▶ **INSTRUCTIONS FOR THE TASK**
Output every row below verbatim, omitting the pictures.

══ THE RECORDS

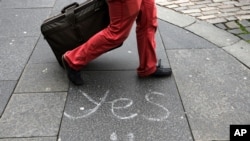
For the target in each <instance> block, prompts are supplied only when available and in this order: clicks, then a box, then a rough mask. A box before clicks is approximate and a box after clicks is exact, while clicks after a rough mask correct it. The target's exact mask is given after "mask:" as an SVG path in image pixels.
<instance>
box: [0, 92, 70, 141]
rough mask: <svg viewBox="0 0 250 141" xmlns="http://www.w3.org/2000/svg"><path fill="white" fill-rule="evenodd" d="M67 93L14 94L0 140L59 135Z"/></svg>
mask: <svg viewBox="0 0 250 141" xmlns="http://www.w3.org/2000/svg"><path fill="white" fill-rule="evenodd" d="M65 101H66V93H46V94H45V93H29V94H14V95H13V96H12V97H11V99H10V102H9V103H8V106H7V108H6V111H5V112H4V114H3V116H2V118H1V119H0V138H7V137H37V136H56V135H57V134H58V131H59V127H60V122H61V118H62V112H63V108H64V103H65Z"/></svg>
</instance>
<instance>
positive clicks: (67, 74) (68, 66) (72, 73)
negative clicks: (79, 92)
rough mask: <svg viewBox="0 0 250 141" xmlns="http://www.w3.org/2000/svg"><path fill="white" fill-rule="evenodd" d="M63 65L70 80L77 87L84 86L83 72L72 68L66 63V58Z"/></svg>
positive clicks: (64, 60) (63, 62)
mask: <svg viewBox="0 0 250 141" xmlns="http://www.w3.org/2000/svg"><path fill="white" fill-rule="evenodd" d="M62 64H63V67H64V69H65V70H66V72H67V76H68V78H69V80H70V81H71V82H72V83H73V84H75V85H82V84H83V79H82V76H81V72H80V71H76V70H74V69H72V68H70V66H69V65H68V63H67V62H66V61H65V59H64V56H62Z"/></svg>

════

▶ **RESPONSE AREA**
For the target in each <instance> block, prompts are supplied only when available and in this order: clicks, then a box, then a rough mask. A box before clicks is approximate and a box after clicks is exact, while clicks after a rough mask correct it. The target's exact mask is given after "mask:" as an SVG path in image pixels.
<instance>
box: [0, 92, 70, 141]
rough mask: <svg viewBox="0 0 250 141" xmlns="http://www.w3.org/2000/svg"><path fill="white" fill-rule="evenodd" d="M67 93L14 94L0 140L59 135Z"/></svg>
mask: <svg viewBox="0 0 250 141" xmlns="http://www.w3.org/2000/svg"><path fill="white" fill-rule="evenodd" d="M65 101H66V93H46V94H45V93H29V94H14V95H13V96H12V97H11V99H10V102H9V103H8V106H7V108H6V111H5V112H4V114H3V116H2V118H1V119H0V138H7V137H37V136H56V135H57V134H58V131H59V127H60V122H61V118H62V112H63V108H64V103H65Z"/></svg>
</instance>
<instance>
positive clicks: (67, 74) (68, 66) (72, 73)
negative clicks: (79, 92)
rough mask: <svg viewBox="0 0 250 141" xmlns="http://www.w3.org/2000/svg"><path fill="white" fill-rule="evenodd" d="M63 65L70 80L77 87L84 86L83 72L72 68L66 63V58Z"/></svg>
positive clicks: (64, 60) (63, 62)
mask: <svg viewBox="0 0 250 141" xmlns="http://www.w3.org/2000/svg"><path fill="white" fill-rule="evenodd" d="M62 64H63V67H64V69H65V70H66V72H67V76H68V78H69V80H70V81H71V82H72V83H73V84H75V85H82V84H83V79H82V76H81V72H80V71H76V70H74V69H72V68H70V66H69V65H68V63H67V62H66V61H65V59H64V56H62Z"/></svg>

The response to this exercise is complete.